[EXERCISE GOAL]
I need all the entries repeated exactly as written.

(Saved data entries)

↓

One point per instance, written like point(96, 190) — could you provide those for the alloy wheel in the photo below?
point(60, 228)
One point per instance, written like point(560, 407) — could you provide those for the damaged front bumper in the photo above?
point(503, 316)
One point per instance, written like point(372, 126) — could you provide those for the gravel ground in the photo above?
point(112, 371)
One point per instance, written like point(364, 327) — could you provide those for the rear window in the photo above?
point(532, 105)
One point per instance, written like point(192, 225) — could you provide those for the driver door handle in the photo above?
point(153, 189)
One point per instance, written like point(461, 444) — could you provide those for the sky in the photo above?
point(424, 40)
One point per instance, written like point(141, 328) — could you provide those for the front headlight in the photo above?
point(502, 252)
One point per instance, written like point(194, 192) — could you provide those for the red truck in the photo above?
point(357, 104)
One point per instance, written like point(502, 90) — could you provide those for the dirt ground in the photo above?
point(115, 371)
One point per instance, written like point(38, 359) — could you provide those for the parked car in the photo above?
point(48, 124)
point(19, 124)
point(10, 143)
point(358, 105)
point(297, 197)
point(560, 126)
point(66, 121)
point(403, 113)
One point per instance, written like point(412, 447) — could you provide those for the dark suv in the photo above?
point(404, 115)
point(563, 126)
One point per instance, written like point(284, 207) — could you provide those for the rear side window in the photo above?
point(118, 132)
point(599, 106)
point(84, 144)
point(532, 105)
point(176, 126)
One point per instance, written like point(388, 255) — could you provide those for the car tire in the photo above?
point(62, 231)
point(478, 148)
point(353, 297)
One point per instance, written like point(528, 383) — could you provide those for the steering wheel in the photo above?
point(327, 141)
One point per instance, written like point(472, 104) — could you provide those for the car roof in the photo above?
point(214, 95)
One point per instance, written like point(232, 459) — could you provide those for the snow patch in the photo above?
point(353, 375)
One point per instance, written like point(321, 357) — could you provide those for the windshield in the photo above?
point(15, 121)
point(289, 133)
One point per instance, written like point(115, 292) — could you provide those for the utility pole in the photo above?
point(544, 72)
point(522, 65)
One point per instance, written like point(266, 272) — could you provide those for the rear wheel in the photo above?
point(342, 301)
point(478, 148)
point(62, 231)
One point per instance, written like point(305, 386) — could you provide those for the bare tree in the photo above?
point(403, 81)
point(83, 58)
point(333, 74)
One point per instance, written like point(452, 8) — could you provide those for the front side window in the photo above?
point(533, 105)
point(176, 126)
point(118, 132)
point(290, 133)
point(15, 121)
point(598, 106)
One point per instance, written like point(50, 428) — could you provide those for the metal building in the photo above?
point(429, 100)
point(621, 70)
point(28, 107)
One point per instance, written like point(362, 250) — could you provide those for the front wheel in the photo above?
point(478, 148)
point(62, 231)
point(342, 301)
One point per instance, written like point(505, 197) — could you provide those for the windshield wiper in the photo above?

↑

[RESULT]
One point per instance, written like point(96, 190) — could you provide those for the alloy wheel in the photo below?
point(60, 228)
One point per instance, written like point(560, 407) — could you provide those for the damaged front bumper in the photo above?
point(503, 316)
One point per instance, written like point(372, 126) — could you provide those for the gravel ground in the photo above?
point(112, 371)
One point per instance, written like point(364, 327) — could you provide those for the rear window in the photo above?
point(532, 105)
One point per instance, written like point(192, 225) — could you provide those for the driver door handle in the photo above?
point(153, 189)
One point per instance, written like point(461, 444) — could you provide those for the sky in the photo above?
point(424, 40)
One point per instance, written like point(141, 328) — could you provide those for the front headlight in the photo above?
point(502, 252)
One point per instance, written like point(194, 192) — could you provide those for the red truck in the photo above?
point(357, 104)
One point per instance, written like point(502, 90) — could you provide those for the dirt ground in the photo above?
point(115, 371)
One point per instance, written like point(38, 359) — could you provide those for the parked car in the photo above?
point(48, 124)
point(19, 124)
point(10, 143)
point(358, 105)
point(297, 197)
point(560, 126)
point(66, 121)
point(403, 113)
One point per instance, written like point(412, 447) — could you provide those for the dark suv in the photo above?
point(404, 115)
point(563, 126)
One point per instance, written like point(284, 207) — could you provide those for the rear side window in the photo above?
point(118, 132)
point(599, 106)
point(84, 144)
point(532, 105)
point(176, 126)
One point per instance, written like point(388, 255) — could you provide those for the car tire in the photo above?
point(62, 231)
point(478, 148)
point(353, 297)
One point per instance, written like point(528, 383) — could you provide those for the steering wheel in the photo above?
point(327, 141)
One point per instance, written like point(472, 104) — could you provide those for the car roof in the photo above?
point(214, 95)
One point per instance, written like point(232, 459) — could you provide those for the snow patch in the photo above?
point(353, 375)
One point per instance, written like point(321, 357) — could you provide those for the windshield in the photo above?
point(15, 121)
point(289, 133)
One point per instance, written like point(115, 292) — could you provide those for the utility pole in the photo above?
point(544, 72)
point(522, 65)
One point per instance, written like point(266, 272) — could you provide those for the rear wheel in the photo above?
point(342, 301)
point(478, 148)
point(62, 231)
One point per instance, written like point(305, 386) — could you provide those for the bare tree in the photo above?
point(403, 81)
point(83, 58)
point(333, 74)
One point per instance, written like point(452, 8) — could you provide those for the front side window in the photo above?
point(533, 105)
point(176, 126)
point(118, 132)
point(290, 133)
point(15, 121)
point(598, 106)
One point per instance, written like point(50, 428) — could you provide those for the metal building in the photo above?
point(429, 100)
point(621, 70)
point(28, 107)
One point per instance, written like point(362, 250) — could you provide those for the front wheel in the photo above?
point(478, 148)
point(62, 231)
point(342, 301)
One point per instance, written like point(505, 197) — could you provide those for the windshield wiper in the photo above?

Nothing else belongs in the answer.